▶ **YOUR TASK**: Which lines in the records below contain the string "black"? Locate each one and copy it in full, treating uppercase and lowercase as different.

▶ **DATA FOR THIS TASK**:
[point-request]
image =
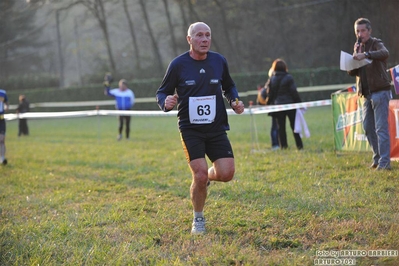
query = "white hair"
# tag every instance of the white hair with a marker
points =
(191, 27)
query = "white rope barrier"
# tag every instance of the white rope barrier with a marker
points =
(255, 109)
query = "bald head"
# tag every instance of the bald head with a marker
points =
(193, 28)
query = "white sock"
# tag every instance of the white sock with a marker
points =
(198, 214)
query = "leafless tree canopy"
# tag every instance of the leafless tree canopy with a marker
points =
(137, 38)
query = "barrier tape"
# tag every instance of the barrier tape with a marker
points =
(254, 109)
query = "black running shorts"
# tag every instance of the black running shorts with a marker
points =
(197, 144)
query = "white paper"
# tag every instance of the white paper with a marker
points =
(348, 63)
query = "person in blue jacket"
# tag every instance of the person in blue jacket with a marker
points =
(197, 82)
(124, 98)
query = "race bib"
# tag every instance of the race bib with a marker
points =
(202, 110)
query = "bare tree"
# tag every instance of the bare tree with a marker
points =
(153, 41)
(172, 32)
(96, 7)
(132, 34)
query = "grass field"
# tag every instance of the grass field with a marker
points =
(72, 195)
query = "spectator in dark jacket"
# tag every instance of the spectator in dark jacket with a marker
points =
(282, 90)
(23, 107)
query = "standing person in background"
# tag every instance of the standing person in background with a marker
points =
(3, 108)
(263, 95)
(124, 101)
(373, 84)
(197, 81)
(282, 90)
(23, 107)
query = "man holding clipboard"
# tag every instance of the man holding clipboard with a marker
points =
(374, 86)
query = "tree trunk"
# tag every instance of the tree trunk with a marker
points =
(97, 9)
(153, 41)
(132, 33)
(165, 2)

▶ **SOLUTION TO THIS PROBLEM**:
query = "black running shorts"
# tag every instance of the black running shorts with a marker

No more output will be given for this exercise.